__RECORDS SHOWN__:
● ● ● ●

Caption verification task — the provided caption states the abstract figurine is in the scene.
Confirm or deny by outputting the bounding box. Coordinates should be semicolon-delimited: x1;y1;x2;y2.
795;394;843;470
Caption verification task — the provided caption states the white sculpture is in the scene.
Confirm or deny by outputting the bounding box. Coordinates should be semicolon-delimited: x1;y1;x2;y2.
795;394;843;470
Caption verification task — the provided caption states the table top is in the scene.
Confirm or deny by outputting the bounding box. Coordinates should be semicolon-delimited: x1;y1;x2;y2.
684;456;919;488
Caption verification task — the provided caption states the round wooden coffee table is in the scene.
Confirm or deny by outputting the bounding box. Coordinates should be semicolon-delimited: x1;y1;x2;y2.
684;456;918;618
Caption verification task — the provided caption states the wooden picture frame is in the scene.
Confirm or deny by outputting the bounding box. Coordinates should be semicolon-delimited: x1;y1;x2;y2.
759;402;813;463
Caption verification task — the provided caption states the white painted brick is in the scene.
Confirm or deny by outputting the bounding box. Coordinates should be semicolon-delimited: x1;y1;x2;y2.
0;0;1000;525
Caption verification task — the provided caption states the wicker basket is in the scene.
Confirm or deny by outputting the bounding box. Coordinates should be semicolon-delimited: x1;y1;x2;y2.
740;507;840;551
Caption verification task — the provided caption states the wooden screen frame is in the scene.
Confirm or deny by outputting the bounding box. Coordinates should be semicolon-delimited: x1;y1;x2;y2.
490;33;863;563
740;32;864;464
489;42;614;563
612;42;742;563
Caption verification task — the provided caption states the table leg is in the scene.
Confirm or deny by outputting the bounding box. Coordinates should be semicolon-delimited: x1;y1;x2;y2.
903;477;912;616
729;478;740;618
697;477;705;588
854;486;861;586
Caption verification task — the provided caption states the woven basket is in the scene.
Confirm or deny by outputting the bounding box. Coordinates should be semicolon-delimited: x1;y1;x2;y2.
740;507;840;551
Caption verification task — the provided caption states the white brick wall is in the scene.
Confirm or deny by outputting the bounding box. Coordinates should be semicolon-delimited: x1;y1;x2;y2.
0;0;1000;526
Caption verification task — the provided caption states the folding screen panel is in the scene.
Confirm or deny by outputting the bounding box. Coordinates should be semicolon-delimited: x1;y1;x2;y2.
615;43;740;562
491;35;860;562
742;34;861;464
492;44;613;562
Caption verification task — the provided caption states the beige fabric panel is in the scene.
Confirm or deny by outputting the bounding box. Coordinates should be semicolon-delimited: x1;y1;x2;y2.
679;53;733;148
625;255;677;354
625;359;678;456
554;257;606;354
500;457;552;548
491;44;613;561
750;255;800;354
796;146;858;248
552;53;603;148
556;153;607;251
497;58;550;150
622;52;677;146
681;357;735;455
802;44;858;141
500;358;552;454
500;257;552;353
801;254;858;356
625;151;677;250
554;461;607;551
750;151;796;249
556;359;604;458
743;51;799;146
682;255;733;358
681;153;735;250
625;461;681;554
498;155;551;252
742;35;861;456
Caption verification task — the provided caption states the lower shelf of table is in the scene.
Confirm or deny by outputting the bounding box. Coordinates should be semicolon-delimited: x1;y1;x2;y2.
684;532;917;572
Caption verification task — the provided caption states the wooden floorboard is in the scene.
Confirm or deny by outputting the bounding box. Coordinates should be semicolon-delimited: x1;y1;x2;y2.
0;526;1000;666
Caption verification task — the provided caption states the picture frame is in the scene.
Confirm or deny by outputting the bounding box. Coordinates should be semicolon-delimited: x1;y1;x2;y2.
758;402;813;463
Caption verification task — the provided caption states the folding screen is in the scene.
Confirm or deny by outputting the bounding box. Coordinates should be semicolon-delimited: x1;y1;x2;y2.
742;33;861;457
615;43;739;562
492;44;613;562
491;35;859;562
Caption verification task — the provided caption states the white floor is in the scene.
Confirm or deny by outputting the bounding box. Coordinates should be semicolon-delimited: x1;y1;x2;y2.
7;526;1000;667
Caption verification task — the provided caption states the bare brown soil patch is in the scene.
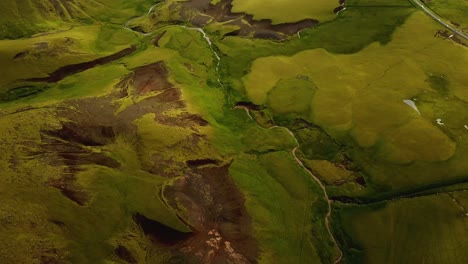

● ● ● ●

__WHAT THE TASK ASKS__:
Could you render the lines of the records as a JSON list of strings, one string per line with blank lines skipped, starting at the line that has "wall is in the scene." and stopping after the line that has "742;35;861;456"?

__WRITTEN SOLUTION__:
[
  "Caption verification task — the provided caption states the white brick wall is in the scene.",
  "Confirm or deny by outputting the bounding box. Coordinates should be semicolon-delimited: x1;y1;x2;y2.",
  "0;0;1000;526",
  "Caption verification task — the provided caption states the folding screen panel is in the scene.",
  "Confirm or deny by outputting the bounding box. Coordinates should be semicolon-delimited: x1;y1;x2;y2.",
  "615;43;740;562",
  "491;35;860;562",
  "742;34;861;464",
  "492;44;613;562",
  "Caption verification task — the provided caption states the beige fabric panel is in the scene.",
  "Confirm or deny by outputting the bounding box. Coordinates should be semicolon-delimited: x1;y1;x2;y2.",
  "679;53;733;148",
  "625;255;677;354",
  "625;359;678;456",
  "554;257;606;354",
  "500;457;552;548",
  "491;44;613;561",
  "750;255;800;354",
  "796;146;858;248",
  "552;53;603;148",
  "556;153;607;251",
  "497;58;550;150",
  "622;52;677;146",
  "681;357;735;455",
  "802;44;858;141",
  "500;358;552;454",
  "500;257;552;353",
  "801;254;858;356",
  "625;151;677;250",
  "554;461;607;551",
  "750;151;796;249",
  "556;359;604;458",
  "743;51;799;146",
  "682;255;733;358",
  "681;153;735;250",
  "625;461;681;554",
  "498;155;551;252",
  "742;35;861;456"
]